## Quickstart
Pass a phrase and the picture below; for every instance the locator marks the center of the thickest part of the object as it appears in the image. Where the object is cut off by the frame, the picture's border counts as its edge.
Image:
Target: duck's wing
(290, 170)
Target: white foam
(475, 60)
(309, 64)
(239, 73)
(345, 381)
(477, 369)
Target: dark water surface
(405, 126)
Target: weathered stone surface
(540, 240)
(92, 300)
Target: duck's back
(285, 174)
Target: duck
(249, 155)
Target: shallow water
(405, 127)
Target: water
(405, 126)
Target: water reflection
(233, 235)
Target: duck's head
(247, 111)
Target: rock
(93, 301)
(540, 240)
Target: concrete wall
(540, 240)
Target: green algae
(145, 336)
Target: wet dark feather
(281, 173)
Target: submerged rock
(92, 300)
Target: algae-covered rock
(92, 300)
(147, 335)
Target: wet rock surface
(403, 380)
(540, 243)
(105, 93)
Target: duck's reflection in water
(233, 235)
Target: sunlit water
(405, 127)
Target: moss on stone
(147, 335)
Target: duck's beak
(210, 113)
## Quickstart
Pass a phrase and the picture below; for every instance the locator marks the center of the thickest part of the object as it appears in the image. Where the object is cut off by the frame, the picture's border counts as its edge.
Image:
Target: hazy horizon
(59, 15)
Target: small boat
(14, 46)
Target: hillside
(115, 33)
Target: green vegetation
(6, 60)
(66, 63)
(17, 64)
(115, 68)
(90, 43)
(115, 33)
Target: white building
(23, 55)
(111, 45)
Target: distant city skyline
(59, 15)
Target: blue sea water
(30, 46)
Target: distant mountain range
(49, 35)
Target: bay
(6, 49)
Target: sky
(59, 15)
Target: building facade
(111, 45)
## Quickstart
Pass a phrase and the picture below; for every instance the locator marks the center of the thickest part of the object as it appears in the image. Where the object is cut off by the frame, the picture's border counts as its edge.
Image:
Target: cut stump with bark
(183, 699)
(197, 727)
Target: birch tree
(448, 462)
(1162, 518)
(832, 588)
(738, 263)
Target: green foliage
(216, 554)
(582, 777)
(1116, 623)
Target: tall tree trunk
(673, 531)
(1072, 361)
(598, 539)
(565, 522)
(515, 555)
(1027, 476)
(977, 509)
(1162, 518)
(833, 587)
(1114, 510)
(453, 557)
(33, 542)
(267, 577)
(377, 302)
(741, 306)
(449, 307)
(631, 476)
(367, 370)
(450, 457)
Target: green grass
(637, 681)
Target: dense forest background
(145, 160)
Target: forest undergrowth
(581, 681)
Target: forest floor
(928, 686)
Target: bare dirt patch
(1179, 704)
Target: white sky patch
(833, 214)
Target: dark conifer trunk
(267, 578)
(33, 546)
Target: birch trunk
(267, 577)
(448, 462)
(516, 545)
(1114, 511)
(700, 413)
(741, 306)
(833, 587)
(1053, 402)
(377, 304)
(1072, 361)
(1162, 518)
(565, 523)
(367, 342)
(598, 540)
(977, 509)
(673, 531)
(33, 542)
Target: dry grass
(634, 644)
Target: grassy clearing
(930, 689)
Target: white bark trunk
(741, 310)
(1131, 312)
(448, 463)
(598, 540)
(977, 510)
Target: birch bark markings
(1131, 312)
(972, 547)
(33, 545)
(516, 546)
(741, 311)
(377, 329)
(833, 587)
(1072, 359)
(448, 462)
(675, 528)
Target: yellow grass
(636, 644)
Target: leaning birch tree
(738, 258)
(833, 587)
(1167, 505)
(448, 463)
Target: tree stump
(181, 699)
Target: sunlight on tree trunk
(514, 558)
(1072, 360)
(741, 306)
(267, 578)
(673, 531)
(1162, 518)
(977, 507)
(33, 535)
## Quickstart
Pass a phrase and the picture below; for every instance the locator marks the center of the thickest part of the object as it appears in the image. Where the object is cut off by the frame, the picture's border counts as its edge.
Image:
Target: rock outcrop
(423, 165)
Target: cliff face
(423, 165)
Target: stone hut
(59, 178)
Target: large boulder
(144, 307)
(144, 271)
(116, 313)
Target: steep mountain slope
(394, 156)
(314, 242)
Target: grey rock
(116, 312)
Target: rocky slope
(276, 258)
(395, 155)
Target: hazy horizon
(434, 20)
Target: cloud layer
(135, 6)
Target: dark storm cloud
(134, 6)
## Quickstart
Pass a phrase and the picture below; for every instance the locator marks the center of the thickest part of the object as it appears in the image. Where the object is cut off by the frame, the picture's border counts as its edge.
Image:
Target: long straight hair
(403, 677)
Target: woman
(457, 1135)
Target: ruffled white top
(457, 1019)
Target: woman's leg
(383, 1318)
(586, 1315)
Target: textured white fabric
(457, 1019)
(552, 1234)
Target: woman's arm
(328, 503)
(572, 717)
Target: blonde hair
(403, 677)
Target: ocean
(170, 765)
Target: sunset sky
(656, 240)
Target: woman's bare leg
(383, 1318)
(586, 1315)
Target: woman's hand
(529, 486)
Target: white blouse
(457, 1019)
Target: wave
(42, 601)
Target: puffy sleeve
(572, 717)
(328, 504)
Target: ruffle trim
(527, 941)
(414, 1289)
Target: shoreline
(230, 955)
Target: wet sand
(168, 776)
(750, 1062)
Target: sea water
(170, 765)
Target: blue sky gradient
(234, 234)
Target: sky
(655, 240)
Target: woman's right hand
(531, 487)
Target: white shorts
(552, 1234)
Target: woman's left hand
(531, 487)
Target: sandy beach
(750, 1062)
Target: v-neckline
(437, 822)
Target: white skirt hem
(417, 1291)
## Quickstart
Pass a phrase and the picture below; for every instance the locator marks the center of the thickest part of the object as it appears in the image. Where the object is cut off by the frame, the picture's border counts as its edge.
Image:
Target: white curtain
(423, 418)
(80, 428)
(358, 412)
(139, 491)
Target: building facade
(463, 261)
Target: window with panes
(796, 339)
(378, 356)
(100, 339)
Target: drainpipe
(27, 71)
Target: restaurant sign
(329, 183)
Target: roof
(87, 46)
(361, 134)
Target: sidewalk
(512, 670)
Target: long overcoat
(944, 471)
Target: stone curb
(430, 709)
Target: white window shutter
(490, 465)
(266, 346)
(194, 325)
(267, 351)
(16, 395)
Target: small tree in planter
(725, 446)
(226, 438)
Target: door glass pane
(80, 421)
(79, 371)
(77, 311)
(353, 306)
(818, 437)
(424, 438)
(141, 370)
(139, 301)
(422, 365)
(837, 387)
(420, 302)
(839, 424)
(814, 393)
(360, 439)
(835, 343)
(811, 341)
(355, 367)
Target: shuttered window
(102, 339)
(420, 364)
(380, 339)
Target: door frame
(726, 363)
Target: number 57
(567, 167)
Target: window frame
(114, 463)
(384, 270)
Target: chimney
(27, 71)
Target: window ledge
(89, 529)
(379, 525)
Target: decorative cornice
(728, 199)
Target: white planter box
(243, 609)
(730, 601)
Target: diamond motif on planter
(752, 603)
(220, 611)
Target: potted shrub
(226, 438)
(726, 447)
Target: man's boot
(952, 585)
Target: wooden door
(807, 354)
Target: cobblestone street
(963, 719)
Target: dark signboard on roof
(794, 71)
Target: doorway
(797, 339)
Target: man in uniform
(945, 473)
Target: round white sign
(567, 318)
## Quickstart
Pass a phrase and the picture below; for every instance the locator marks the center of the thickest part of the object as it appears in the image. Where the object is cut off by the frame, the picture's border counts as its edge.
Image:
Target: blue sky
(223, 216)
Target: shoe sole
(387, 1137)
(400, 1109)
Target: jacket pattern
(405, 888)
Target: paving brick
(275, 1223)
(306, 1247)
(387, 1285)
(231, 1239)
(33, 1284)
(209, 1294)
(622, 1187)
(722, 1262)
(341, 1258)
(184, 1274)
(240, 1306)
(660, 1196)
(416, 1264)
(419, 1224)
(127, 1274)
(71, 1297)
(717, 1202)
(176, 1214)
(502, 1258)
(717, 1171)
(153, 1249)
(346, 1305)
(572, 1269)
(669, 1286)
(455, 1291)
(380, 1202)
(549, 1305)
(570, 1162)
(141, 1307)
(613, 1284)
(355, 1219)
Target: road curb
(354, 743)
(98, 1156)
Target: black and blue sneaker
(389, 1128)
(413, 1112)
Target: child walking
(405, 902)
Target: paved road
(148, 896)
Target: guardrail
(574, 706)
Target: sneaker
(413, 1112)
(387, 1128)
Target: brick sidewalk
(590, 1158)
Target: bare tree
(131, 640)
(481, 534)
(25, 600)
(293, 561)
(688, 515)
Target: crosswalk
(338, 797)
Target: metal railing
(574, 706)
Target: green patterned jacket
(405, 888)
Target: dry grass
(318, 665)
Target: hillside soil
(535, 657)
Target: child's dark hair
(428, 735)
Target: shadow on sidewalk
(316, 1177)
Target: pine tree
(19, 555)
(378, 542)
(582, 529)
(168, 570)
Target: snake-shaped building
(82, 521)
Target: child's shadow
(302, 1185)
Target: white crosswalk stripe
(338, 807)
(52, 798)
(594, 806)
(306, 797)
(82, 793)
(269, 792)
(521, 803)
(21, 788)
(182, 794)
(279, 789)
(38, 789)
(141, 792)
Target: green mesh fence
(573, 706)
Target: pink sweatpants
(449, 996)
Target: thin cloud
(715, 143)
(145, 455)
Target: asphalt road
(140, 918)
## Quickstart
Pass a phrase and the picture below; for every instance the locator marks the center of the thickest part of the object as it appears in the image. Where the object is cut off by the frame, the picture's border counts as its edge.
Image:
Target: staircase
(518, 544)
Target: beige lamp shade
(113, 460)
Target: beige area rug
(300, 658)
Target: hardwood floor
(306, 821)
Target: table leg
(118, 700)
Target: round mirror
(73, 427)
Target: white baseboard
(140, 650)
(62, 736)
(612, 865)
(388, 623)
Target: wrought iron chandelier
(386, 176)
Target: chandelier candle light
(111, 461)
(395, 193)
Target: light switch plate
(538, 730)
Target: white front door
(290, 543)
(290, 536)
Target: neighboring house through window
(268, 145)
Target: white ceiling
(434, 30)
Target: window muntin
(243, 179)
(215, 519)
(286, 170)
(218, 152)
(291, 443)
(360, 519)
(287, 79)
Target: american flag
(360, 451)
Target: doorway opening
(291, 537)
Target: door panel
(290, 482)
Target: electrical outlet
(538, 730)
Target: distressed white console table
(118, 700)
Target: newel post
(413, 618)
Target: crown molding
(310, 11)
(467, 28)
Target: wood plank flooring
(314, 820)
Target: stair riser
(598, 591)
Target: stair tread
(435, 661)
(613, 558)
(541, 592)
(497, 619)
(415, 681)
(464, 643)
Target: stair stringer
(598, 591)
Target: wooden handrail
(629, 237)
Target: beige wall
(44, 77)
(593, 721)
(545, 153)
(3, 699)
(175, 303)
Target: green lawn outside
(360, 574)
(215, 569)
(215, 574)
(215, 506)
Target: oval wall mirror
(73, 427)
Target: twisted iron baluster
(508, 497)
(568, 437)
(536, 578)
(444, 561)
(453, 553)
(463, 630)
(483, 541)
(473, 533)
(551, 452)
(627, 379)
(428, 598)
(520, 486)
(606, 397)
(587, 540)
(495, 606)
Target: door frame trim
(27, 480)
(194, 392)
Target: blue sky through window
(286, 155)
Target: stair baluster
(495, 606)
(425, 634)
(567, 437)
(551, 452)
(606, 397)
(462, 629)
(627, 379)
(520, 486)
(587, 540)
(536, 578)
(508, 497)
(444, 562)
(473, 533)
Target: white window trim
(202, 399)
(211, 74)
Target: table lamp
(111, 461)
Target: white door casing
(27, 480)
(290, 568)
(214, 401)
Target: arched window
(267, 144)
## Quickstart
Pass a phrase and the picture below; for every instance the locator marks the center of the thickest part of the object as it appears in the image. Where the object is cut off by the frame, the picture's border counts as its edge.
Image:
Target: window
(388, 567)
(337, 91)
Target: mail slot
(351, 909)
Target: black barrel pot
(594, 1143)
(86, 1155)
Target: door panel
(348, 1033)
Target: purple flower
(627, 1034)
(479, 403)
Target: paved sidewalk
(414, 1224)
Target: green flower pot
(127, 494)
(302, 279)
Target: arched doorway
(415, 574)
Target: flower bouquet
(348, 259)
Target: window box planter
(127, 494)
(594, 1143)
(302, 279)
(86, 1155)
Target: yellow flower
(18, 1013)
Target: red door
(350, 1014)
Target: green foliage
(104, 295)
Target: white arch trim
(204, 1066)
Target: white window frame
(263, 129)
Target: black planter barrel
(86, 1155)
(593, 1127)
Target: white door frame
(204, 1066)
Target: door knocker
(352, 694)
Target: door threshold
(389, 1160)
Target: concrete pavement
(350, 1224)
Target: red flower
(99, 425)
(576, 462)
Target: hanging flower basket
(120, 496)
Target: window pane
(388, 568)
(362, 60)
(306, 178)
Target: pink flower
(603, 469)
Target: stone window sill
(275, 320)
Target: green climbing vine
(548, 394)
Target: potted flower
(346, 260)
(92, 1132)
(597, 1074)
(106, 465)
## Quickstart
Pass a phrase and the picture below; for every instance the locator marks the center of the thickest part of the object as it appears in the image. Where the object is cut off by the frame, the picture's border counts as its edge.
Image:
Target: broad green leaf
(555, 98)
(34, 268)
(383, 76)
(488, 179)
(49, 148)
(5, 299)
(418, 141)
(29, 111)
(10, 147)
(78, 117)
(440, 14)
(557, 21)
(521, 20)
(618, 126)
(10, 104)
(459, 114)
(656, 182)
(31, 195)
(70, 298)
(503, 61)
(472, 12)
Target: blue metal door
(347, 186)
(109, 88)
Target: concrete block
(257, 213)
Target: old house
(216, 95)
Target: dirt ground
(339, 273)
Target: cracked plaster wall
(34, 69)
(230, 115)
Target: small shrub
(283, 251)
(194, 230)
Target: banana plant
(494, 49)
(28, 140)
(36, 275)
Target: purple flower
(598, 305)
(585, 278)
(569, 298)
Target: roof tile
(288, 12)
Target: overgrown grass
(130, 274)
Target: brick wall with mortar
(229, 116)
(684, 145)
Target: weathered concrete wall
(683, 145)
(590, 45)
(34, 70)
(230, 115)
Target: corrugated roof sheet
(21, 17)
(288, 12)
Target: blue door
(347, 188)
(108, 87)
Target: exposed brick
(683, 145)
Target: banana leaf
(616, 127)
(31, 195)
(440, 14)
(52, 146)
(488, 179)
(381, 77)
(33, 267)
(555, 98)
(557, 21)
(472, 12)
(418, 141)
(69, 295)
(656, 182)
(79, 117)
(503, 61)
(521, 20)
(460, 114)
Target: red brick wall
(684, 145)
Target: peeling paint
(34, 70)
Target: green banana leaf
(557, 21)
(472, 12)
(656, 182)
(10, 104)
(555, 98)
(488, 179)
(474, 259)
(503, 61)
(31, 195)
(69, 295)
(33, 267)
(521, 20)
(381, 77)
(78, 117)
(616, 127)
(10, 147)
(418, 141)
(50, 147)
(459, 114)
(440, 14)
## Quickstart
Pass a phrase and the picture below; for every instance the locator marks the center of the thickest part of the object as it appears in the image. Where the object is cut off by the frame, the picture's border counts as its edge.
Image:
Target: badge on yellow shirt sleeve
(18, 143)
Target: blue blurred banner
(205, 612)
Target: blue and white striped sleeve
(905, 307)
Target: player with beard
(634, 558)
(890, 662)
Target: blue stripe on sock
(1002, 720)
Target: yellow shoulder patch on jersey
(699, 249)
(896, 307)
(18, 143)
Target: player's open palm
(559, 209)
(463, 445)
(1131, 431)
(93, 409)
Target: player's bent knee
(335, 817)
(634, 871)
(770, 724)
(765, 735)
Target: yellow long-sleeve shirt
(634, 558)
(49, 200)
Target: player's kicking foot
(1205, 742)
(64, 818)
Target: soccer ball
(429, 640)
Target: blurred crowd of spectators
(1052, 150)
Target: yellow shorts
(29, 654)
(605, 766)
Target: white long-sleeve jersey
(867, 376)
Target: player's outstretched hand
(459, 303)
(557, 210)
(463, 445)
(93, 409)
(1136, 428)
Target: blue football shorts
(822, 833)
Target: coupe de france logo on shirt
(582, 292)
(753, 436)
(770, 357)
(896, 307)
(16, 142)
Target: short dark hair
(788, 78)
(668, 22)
────────────────────────────────────────
## TASK STATEMENT
Only the lines from the one with "Target: blue stripe on sock" through the end of the material are wanted; copy them exactly, both ends included.

## REPLY TO THE EXERCISE
Target: blue stripe on sock
(1002, 720)
Target: yellow shoulder patch on jersey
(699, 249)
(896, 307)
(18, 143)
Target: player's open palm
(559, 209)
(463, 445)
(1131, 431)
(93, 409)
Target: player's bent knee
(335, 817)
(634, 871)
(770, 724)
(765, 735)
Target: yellow long-sleeve shirt
(634, 558)
(49, 200)
Target: player's kicking foot
(1205, 742)
(64, 818)
Target: soccer ball
(429, 640)
Target: blurred crowd of spectators
(1052, 150)
Target: yellow shorts
(29, 654)
(605, 766)
Target: white long-sleeve jersey
(867, 376)
Target: player's outstretched hand
(459, 303)
(557, 210)
(463, 445)
(93, 409)
(1136, 428)
Target: blue football shorts
(822, 833)
Target: coupe de france logo on shirt
(582, 292)
(753, 436)
(770, 357)
(896, 307)
(16, 142)
Target: short dark hair
(788, 78)
(668, 22)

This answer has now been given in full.